## Instructions to follow
Each line of the records has to be copied exactly, though the pictures must be left out.

## Exercise inputs
####################
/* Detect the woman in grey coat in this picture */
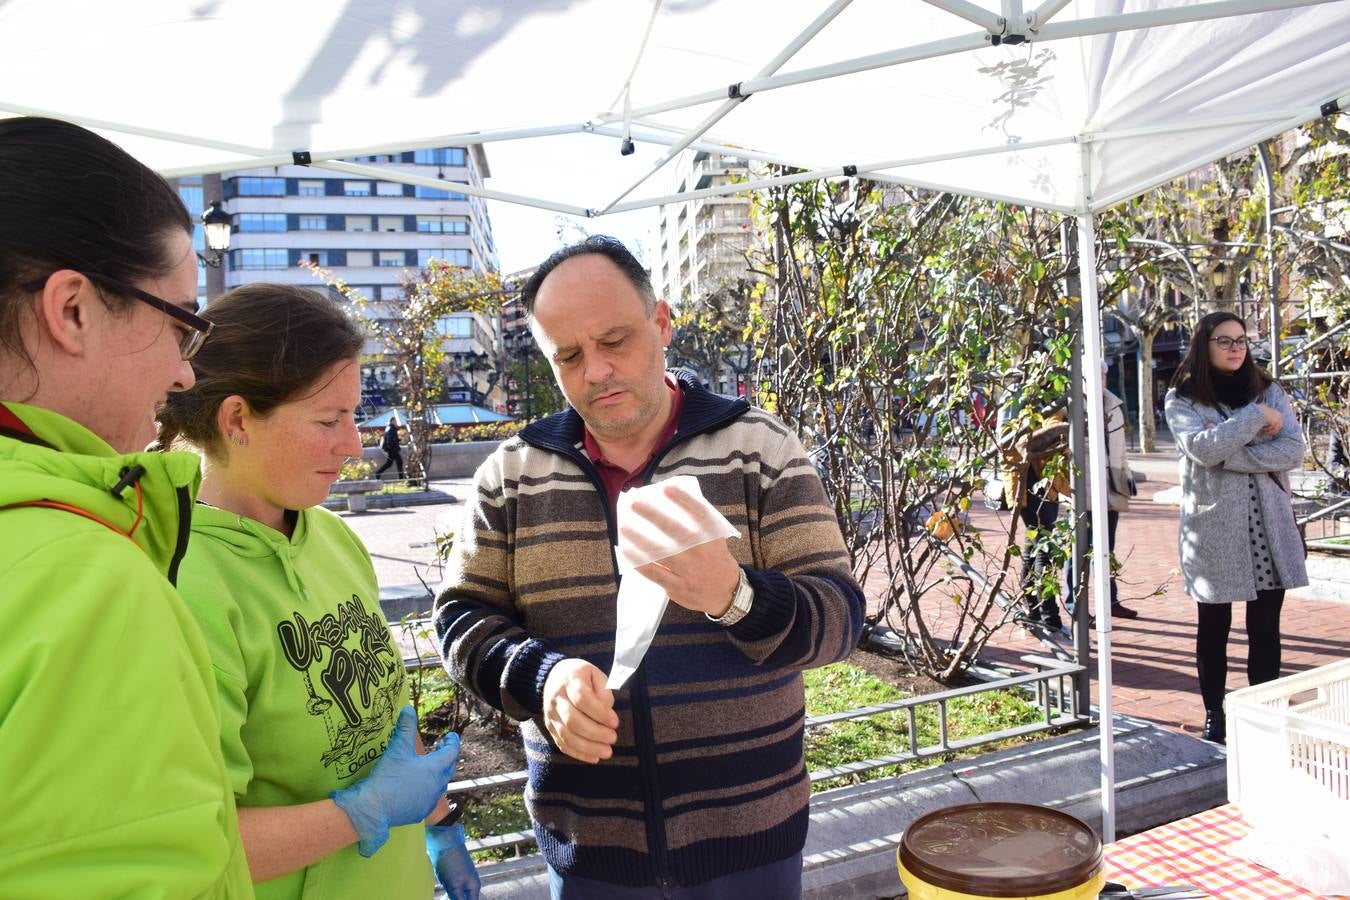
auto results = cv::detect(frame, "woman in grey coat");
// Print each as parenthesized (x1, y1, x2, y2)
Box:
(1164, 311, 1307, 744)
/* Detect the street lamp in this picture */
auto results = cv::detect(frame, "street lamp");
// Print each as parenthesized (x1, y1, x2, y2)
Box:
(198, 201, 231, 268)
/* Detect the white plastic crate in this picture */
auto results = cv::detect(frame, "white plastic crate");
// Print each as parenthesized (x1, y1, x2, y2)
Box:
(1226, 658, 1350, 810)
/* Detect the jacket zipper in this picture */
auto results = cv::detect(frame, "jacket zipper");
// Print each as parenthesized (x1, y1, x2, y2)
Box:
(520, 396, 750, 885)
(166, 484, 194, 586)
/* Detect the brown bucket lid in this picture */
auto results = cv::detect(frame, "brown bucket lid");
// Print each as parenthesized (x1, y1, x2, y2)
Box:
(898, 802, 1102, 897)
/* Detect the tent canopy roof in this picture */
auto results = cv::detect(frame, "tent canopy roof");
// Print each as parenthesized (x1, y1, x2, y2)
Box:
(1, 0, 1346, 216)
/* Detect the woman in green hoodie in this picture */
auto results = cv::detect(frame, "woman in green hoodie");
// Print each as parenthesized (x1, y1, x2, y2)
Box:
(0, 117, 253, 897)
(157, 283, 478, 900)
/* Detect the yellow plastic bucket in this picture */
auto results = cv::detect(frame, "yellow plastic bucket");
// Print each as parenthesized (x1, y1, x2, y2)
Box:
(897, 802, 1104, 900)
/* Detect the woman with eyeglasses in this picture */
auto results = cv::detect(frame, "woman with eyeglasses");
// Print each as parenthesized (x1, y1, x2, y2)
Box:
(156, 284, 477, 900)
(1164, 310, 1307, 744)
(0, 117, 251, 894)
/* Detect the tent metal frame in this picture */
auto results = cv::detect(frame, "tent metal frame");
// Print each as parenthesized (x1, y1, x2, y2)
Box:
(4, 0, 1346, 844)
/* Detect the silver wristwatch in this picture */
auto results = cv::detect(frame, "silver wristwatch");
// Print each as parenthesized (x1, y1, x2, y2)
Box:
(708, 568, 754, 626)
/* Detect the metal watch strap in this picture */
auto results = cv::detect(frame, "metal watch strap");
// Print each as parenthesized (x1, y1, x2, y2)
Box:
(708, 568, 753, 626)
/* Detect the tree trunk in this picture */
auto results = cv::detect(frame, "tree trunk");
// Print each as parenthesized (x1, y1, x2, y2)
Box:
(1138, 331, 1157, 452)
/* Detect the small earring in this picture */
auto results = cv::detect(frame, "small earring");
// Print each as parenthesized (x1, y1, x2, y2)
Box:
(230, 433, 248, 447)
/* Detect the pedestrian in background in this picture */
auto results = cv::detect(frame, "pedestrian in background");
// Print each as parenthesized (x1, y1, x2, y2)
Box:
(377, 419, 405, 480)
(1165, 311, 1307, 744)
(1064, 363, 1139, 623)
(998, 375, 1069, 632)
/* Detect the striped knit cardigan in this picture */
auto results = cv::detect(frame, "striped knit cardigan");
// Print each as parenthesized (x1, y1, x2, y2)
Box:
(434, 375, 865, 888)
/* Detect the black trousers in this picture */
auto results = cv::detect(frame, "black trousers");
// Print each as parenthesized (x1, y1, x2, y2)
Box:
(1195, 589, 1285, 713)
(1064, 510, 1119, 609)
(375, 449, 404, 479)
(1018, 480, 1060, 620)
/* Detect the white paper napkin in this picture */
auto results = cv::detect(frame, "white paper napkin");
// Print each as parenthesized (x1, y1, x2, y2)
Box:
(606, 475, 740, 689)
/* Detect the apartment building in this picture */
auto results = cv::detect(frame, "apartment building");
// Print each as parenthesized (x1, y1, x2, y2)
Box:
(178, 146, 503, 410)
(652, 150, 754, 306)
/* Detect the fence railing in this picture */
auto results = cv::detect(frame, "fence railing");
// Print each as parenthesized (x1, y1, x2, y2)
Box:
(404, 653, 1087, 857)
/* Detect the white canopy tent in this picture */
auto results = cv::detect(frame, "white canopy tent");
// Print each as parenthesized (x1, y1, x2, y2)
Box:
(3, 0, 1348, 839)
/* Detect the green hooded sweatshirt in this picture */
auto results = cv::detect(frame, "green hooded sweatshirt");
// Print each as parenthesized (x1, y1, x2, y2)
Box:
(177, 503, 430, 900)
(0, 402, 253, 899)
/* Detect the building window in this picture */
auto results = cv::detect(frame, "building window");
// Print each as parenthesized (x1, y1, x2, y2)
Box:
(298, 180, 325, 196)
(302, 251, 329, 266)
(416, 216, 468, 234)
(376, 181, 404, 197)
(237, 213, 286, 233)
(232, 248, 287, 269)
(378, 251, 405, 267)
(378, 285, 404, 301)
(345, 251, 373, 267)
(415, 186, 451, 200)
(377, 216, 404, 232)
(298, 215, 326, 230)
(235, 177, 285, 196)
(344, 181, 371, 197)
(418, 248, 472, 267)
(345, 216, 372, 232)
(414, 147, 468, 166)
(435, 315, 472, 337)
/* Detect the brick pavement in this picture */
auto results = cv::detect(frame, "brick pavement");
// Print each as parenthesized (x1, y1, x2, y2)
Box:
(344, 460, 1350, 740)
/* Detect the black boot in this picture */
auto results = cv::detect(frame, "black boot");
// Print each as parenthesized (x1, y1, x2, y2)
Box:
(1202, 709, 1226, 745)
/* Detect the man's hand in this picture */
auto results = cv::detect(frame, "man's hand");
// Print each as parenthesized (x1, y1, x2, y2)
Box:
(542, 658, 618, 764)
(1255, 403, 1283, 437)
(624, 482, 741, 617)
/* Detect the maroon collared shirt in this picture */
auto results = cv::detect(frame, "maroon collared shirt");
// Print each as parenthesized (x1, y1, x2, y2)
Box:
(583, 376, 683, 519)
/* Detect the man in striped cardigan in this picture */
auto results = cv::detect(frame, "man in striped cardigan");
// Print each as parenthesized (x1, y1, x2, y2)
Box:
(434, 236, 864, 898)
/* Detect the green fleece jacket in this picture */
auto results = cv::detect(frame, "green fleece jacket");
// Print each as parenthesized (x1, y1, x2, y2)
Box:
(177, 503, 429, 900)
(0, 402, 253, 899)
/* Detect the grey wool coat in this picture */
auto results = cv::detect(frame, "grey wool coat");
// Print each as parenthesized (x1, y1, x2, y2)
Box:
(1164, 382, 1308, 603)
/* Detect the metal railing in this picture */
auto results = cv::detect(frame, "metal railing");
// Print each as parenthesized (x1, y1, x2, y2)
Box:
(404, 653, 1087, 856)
####################
## Exercise solution
/* Detect the woman in grey coat in this picture */
auto results = cv::detect(frame, "woman in grey coat");
// Print each as parenthesized (x1, y1, x2, y2)
Box:
(1164, 311, 1307, 744)
/* Detect the street lamp in this picture */
auto results = cv::detect(frame, "street lamp");
// Print each as parenthesized (x1, y1, x2, y2)
Box:
(198, 201, 231, 268)
/* Detect the white plastic crate in this picture */
auto results = cv::detect(frame, "white plastic crate");
// Print each as parenthesized (x1, y1, x2, y2)
Box:
(1226, 658, 1350, 810)
/* Detect the jacket zipper in this picture */
auto results = cv::detect(frame, "jacket zipper");
// Print each as parenthesized (x1, y1, x2, y2)
Box:
(520, 396, 750, 885)
(166, 484, 194, 586)
/* Detect the brown bucket lid in this picture */
auto results = cv::detect(frame, "brown bucket lid");
// Print each as parenthesized (x1, y1, x2, y2)
Box:
(898, 802, 1102, 897)
/* Detect the tent canopy roof in this picture */
auto results = cv::detect(frame, "tent canopy roof");
// Print each as parenthesized (x1, y1, x2, y2)
Box:
(1, 0, 1346, 216)
/* Detect the woman in green hoodie in this picture */
auto results = cv::detect(frame, "woman in green hoodie");
// Print each as parenthesized (x1, y1, x2, y2)
Box:
(0, 117, 253, 897)
(157, 283, 478, 900)
/* Detect the yellow plastic bucket in this picture */
auto results = cv::detect(frame, "yellow plastic bucket");
// Print each as parenthesized (x1, y1, x2, y2)
Box:
(897, 802, 1104, 900)
/* Detect the woman with eyeglasses in this picture */
auto results = cv::detect(frame, "woman with eyeglasses");
// Print each as parenthesized (x1, y1, x2, y2)
Box:
(156, 284, 477, 900)
(1164, 310, 1307, 744)
(0, 117, 251, 894)
/* Detect the tent metal frame in this picture */
auto results = cv::detect(frame, "tent metal frame");
// Print each as parenthesized (x1, y1, x2, y2)
Box:
(4, 0, 1346, 844)
/* Detect the silver wristwatch in this picture */
auto results = cv::detect(frame, "silver wristwatch");
// Print each as parenthesized (x1, y1, x2, y2)
Box:
(708, 568, 754, 626)
/* Detect the metal watch strap in this picture */
auto results = cv::detect(frame, "metal watch strap");
// Print each as parenthesized (x1, y1, x2, y2)
Box:
(708, 568, 753, 626)
/* Detect the tree trunk in this picture */
auto results = cv::detect(frame, "tree trunk");
// Print each as parenthesized (x1, y1, x2, y2)
Box:
(1138, 331, 1157, 452)
/* Detect the small earring in this picture */
auto results = cv::detect(frame, "small earring");
// Print each as parenthesized (x1, y1, x2, y2)
Box:
(230, 433, 248, 447)
/* Detect the pedestrian in background in this picture */
auto results = cv::detect(frame, "pedestrian in background");
// Print each as parenthesized (x1, y1, x2, y2)
Box:
(377, 419, 405, 480)
(1165, 311, 1307, 744)
(1064, 363, 1139, 623)
(998, 375, 1069, 632)
/* Detect the striped knit cardigan in this picture */
auto results = cv::detect(frame, "striped knit cardigan");
// Print each as parenthesized (x1, y1, x2, y2)
Box:
(434, 375, 865, 888)
/* Detect the black trousers in this picture */
auto results = cv::detect(frame, "black trousers");
// Print each as parenthesized (x1, y1, x2, y2)
Box:
(1195, 589, 1285, 713)
(1064, 510, 1119, 609)
(375, 449, 404, 479)
(1018, 480, 1060, 620)
/* Detect the white paper napkin in this picture */
auto results = cv::detect(frame, "white paper napkin");
// Print each as parenthesized (x1, y1, x2, y2)
Box:
(606, 475, 740, 689)
/* Detect the apartment building in this picture */
auto results = cv::detect(frame, "apartment building");
// Print each as parenthesized (x1, y1, x2, y2)
Box:
(178, 146, 503, 410)
(652, 150, 754, 306)
/* Detect the fence railing in this picture */
auto results = cv::detect(frame, "fence railing");
// Print each as parenthesized (x1, y1, x2, y2)
Box:
(404, 653, 1087, 857)
/* Detect the white canopy tent in this picture */
auto results = cv::detect(frame, "white canopy tent");
// Print each as parenthesized (x1, y1, x2, y2)
Box:
(3, 0, 1348, 839)
/* Detect the green hooded sweatshirt in this picture */
auto results = cv::detect(frame, "green hooded sweatshirt");
// Print each as parenthesized (x1, y1, x2, y2)
Box:
(177, 503, 430, 900)
(0, 402, 253, 899)
/* Detect the building window in this picture */
auto results = cv::detect(frame, "building window");
// Print each as parenthesized (x1, y1, x2, y2)
Box:
(298, 180, 325, 196)
(302, 251, 329, 266)
(416, 216, 468, 234)
(376, 181, 404, 197)
(237, 213, 286, 233)
(232, 248, 287, 269)
(378, 251, 405, 267)
(378, 285, 404, 301)
(345, 251, 373, 267)
(415, 186, 451, 200)
(377, 216, 404, 232)
(298, 215, 326, 230)
(235, 177, 285, 196)
(344, 181, 371, 197)
(418, 248, 472, 267)
(345, 216, 372, 232)
(414, 147, 468, 166)
(435, 315, 472, 337)
/* Detect the brick pavement in this picture */
auto results = cv::detect(frame, "brick pavement");
// Print each as parenthesized (x1, y1, x2, y2)
Box:
(344, 460, 1350, 740)
/* Detect the black boot in this picture */
auto results = cv::detect(frame, "black boot");
// Print each as parenthesized (x1, y1, x2, y2)
Box:
(1202, 709, 1226, 745)
/* Detect the man's hand in this picture */
auto results = cv::detect(frame, "man's hand");
// Print each as parenthesized (x1, y1, x2, y2)
Box:
(542, 658, 618, 764)
(1255, 403, 1283, 437)
(624, 482, 741, 617)
/* Detect the maroon collared shirt in this picture */
auto results = cv::detect(frame, "maroon collared shirt");
// Print each as parenthesized (x1, y1, x2, y2)
Box:
(583, 376, 683, 519)
/* Detect the man in striped cardigan in this picture */
auto results = cv::detect(frame, "man in striped cardigan");
// Print each as parenthesized (x1, y1, x2, y2)
Box:
(434, 236, 864, 898)
/* Detect the green fleece jacket in this picture */
auto results = cv::detect(frame, "green fleece jacket");
// Print each as parenthesized (x1, y1, x2, y2)
Box:
(177, 503, 429, 900)
(0, 402, 253, 899)
/* Detect the grey wool coat in this picture */
auto results = cv::detect(frame, "grey wool coat");
// Print each as parenthesized (x1, y1, x2, y2)
Box:
(1164, 382, 1308, 603)
/* Detect the metal railing in this picture */
auto results = cv::detect(frame, "metal railing");
// Print each as parenthesized (x1, y1, x2, y2)
Box:
(404, 653, 1087, 856)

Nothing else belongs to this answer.